── Source data
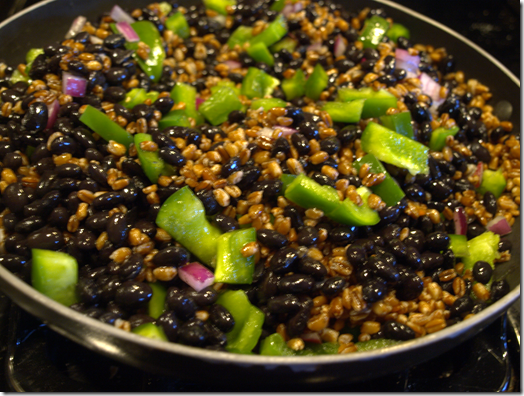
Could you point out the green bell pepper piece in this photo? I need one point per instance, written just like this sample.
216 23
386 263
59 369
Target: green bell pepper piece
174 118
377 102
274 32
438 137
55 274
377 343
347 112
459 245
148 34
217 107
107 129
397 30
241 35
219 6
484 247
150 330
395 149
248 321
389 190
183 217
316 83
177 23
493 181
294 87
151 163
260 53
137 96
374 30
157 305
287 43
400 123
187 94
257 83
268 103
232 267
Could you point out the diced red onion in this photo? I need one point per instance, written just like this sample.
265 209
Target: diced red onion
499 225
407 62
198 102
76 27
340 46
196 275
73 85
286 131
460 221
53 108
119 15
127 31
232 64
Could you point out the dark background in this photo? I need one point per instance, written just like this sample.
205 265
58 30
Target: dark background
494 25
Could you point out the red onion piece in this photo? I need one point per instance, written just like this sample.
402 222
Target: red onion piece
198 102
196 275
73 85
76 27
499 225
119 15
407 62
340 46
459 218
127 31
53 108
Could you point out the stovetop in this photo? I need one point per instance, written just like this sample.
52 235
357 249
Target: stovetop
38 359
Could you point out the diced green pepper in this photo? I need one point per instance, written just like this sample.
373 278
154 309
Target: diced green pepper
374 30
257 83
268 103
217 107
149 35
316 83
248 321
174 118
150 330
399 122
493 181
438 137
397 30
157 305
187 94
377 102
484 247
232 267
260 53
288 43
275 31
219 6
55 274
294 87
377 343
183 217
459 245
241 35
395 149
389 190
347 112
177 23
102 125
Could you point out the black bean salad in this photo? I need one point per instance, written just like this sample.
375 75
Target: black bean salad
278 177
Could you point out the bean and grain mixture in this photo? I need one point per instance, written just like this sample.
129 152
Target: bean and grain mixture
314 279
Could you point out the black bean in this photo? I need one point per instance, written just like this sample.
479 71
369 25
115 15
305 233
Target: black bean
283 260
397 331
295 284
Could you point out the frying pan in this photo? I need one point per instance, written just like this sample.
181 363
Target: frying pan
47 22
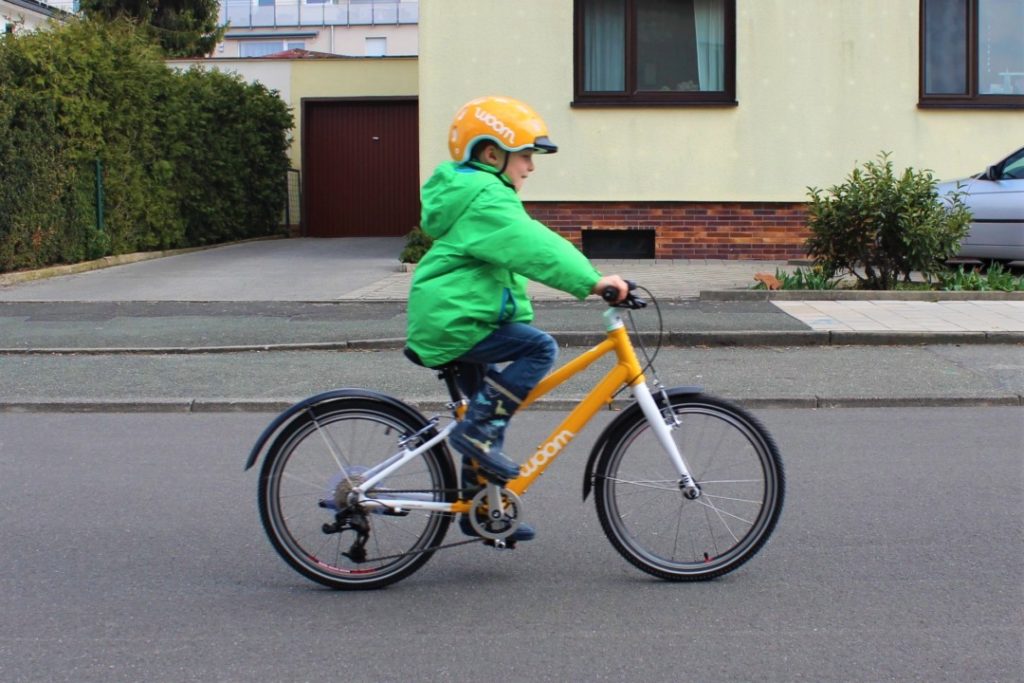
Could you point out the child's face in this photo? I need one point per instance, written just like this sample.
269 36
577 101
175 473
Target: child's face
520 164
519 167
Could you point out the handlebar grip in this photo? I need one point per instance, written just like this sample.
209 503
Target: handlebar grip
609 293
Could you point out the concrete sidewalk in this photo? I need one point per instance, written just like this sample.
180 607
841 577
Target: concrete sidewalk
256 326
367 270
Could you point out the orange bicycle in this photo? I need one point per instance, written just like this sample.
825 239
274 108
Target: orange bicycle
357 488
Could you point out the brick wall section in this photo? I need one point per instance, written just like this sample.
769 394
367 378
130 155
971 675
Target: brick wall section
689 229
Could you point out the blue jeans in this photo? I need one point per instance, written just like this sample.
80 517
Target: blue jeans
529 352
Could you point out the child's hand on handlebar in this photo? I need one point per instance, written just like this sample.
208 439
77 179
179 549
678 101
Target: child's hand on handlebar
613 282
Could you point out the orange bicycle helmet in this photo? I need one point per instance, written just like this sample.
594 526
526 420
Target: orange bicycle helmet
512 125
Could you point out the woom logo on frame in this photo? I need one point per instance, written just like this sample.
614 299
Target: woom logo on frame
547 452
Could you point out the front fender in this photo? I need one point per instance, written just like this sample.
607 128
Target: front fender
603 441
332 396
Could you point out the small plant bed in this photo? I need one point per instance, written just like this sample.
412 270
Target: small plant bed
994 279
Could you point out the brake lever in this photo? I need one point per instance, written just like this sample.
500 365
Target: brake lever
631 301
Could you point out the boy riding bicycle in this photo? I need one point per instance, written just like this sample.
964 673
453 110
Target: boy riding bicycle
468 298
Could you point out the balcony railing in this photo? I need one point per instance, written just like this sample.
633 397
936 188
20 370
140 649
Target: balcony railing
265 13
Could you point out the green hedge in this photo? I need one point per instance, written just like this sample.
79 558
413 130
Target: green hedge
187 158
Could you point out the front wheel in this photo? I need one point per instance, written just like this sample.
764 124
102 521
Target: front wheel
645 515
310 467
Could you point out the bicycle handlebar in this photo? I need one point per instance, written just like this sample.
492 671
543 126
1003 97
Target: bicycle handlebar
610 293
────
> _Task details_: Output a faithful copy of the data, with each picture left out.

> _Answer_:
Could you point out the green bell pepper piece in this photo? I need one point per instance, written just like this sample.
216 23
386 263
59 369
Target: green bell pepper piece
174 118
377 102
274 32
438 137
55 274
377 343
347 112
459 245
148 34
217 107
107 129
397 30
241 35
219 6
484 247
150 330
395 149
248 321
389 190
183 217
316 83
177 23
493 181
294 87
151 163
260 53
137 96
374 30
157 305
287 43
400 123
187 94
257 83
268 103
232 267
Could you point out the diced red onion in this photo? I need one point per instance, written just like this sample.
265 209
Target: diced red onion
499 225
407 62
198 102
76 27
340 46
196 275
73 85
286 131
460 221
53 108
119 15
127 31
232 64
Could you point out the dark background in this photo? I need one point per instance, written just like this sample.
205 265
58 30
Target: dark background
494 25
Could you point out the red onion piece in this photo? I need one point per instance, written just like this sample.
402 222
Target: red onion piece
198 102
196 275
73 85
76 27
499 225
119 15
407 62
340 46
459 218
127 31
53 108
Could you point out the stovetop in this photo? I need one point per instance, written just like this sample.
52 235
357 249
Target: stovetop
38 359
Could you point out the diced green pepper in this photo? I need one point per instance, written just like this sample.
373 278
154 309
Target: diced green pepper
374 30
257 83
268 103
217 107
149 35
316 83
248 321
174 118
150 330
399 122
493 181
438 137
397 30
157 305
187 94
377 102
484 247
232 267
260 53
288 43
275 31
219 6
55 274
294 87
377 343
183 217
459 245
241 35
395 149
389 190
347 112
177 23
102 125
Could you point out the black bean salad in this photo? I need one point per instance, written just like this sample.
375 75
Target: black bean salad
278 177
Could you point out the bean and grain mixture in this photo? I need one point per instance, written just like this sample.
129 152
Target: bean and grain mixture
314 279
Could you point out the black bean in this photo? I need one point per instance, written just like this sample.
479 71
369 25
115 15
305 233
Target: black bean
283 260
397 331
295 284
Could you point out the frying pan in this photo? I need one point per instance, written just like this sample.
181 363
Target: frying pan
47 22
Could you point out the child's face in this photo? I need one point per instance, written just like this sample.
269 36
577 101
175 473
Target: child's face
520 164
519 167
Could you point out the handlebar grip in this photo? I need one point per instance, written just like this sample.
209 503
Target: handlebar grip
609 293
Could you point out the concrete sidewalk in this photo? I need one point per instance, written just like this sample.
180 607
841 577
Target: concrete sidewalk
256 326
367 270
Could you point out the orange bicycle in this photo? I need one point per instance, written just like this sample.
825 239
274 108
Target: orange bicycle
357 488
Could you point out the brick wall section in this photo? I need one point per instance, written just like this sample.
769 394
367 378
130 155
971 675
Target: brick wall section
689 229
Could you point out the blue jeans in this photo? I need one point per instance, written just like this sample.
80 517
Target: blue jeans
529 352
Could you point out the child's hand on handlebar in this photo? I need one point per instance, written just like this sample.
208 439
77 179
179 549
678 101
Target: child's hand on handlebar
613 282
Could you point out the orange bicycle helmet in this photo? I need one point per instance, written just like this sample.
594 526
526 420
Target: orange bicycle helmet
512 125
Could you point out the woom logo on frame in this photo? I need one point per instance, written just like this sample.
614 299
Target: woom logo on frame
547 452
Could you point out the front fender in this photo? I need one point per instance, written just like this sample.
607 128
Target: front fender
603 441
332 396
Could you point out the small plant bed in this photo? I need one point per instance, written just like this sample.
412 270
Target: small plant bed
994 279
Could you point out the brake lever in this photo? I need one point per instance, written just like this sample.
500 365
Target: brake lever
631 301
Could you point out the boy riding bicycle in this photo? I need one point per instance, written just like this sample.
964 673
453 110
Target: boy riding bicycle
468 298
Could you point out the balcony railing in this photo? I need one point per instance, written just like this sample.
633 397
936 188
20 370
140 649
Target: balcony railing
265 13
Could you point out the green hedge in this photo? I need one point per instance, written just like this sample.
79 558
413 130
Target: green hedge
187 158
Could you point out the front wheel in this photo? I need one point per instance, written just like this sample.
764 124
102 521
Target: front wheel
645 515
310 467
Could you point out the bicycle handlebar in this photo? I need one point per instance, written just like this sample.
492 671
543 126
1003 97
Target: bicycle handlebar
610 293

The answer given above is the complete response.